ISSN 2039-1676


26 luglio 2011 |

La strage di piazza della Loggia di Brescia ancora senza colpevoli

Nota a Corte d'Assise di Brescia, II sezione, sent. 16 novembre 2011 (dep. 14 febbraio 2011), n. 2, Pres. Fischetti

1. Il 28 maggio 1974, durante una manifestazione organizzata dal Comitato Permanente Antifascista e dalle segreterie provinciali del Sindacato Unitario CGIL, CISL e UIL, in conseguenza dei recenti fatti di sangue che avevano coinvolto la città, un altro ordigno esplodeva uccidendo immediatamente sette persone, e ferendo, inoltre, centinaia di partecipanti alla manifestazione; in seguito altre due persone perdevano la vita per le ferite riportate. Era la c.d. strage della Loggia, una delle pagine più buie della storia della Repubblica.
 
Ne derivava una tormentata vicenda giudiziaria che vedeva portare a processo un gruppo di persone appartenenti ai circoli della “destra” anche estrema. Personaggio centrale dell’intera compagine era Ermanno Buzzi, il quale, dopo essere stato condannato in primo grado per il delitto di strage, veniva assassinato da altri militanti nelle more dell'Appello. Il risultato finale vedeva l'assoluzione di tutti gli imputati, anche se nei confronti di taluni la formula era dubitativa.
 
Non per questo cessavano le indagini sugli ambienti milanesi; ma non ne sortivano migliori effetti. Con sentenza istruttoria del 23 maggio 1993, si proscioglievano dal reato di strage cinque imputati per non aver commesso il fatto. Nello stesso provvedimento si disponeva, peraltro, la trasmissione al procuratore della Repubblica dei verbali relativi alle dichiarazioni rese da Tramonte Maurizio in data 8 marzo 1993.

Sezione dati:
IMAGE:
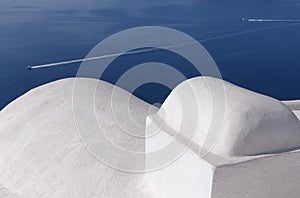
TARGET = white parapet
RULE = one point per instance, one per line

Esercizio breve 1:
Rispondi a queste domande sul testo relativo alla strage di piazza della Loggia:
(a) Quante persone morirono subito nell'esplosione del 28 maggio 1974?
(b) Che cosa accadde a Ermanno Buzzi dopo la condanna in primo grado?
(c) Con quale formula la sentenza istruttoria del 23 maggio 1993 prosciolse i cinque imputati?
Esercizio breve 2: Per favore, riprendi il testo sulla strage di piazza della Loggia e prosegui dopo la sua ultima frase.

Risposta scritta 1:
(a) Sette persone.
(b) Fu assassinato da altri militanti nelle more dell'Appello.
(c) Per non aver commesso il fatto.

Risposta scritta 2:
Aveva così inizio, a circa vent'anni dalla strage, quel filone di indagine che si snoderà per circa 15 anni e vedrà il rinvio a giudizio, quali concorrenti nel reato di strage “politica”, ex artt. 110 e 285 c.p., dello stesso Tramonte, degli imputati Pino Rauti, Carlo Maria Maggi e Delfo Zorzi, nonché di Francesco Delfino e Giovanni Maifredi (la posizione di quest'ultimo sarà, nel corso del processo, definita con sentenza di estinzione del reato per morte dell'imputato). In particolare veniva contestato agli imputati:
 
a) di aver, in concorso tra loro e con altre persone, allo scopo di attentare alla sicurezza interna dello Stato, appartenendo all'organizzazione eversiva Ordine Nuovo, cagionato una strage in piazza della Loggia, a Brescia, collocando un ordigno esplosivo in un cestino metallico porta rifiuti aderente ad una colonna dei portici delimitanti la piazza, e provocandone l'esplosione, da cui – per effetto della violenza dello scoppio e delle innumerevoli schegge del cestino e di altri materiali, derivavano la morte di […] e le lesioni personali di […].
 
b) il reato di cui agli artt. 81, 110, 575, 577 n. 3 c.p., perché in concorso tra loro e con altre persone, nelle circostanze di tempo e di luogo e con le modalità descritte nel capo a), cagionavano la morte di […]. Con l'aggravante della premeditazione.
 
c) a Tramonte Maurizio, il reato di cui agli artt. 61, n. 2, 368, 1 e 2 comma, c.p., perché, al fine di conseguire l'impunità per i reati di cui ai capi a) e b), con dichiarazioni rese ai Carabinieri del Reparto Anti Eversione di Roma, ai magistrati delle Procure della Repubblica di Brescia, di Milano, di Bologna e ai giudici della Corte d'Assise di Milano, accusava il Vice Questore della Polizia di Stato […] pur sapendolo innocente, della strage commessa in Brescia il 28 maggio 1974.
 
 
2 Con la sentenza che si annota la Corte d'Assise di Brescia si pronuncia per l'assoluzione con formula piena di tutti gli imputati.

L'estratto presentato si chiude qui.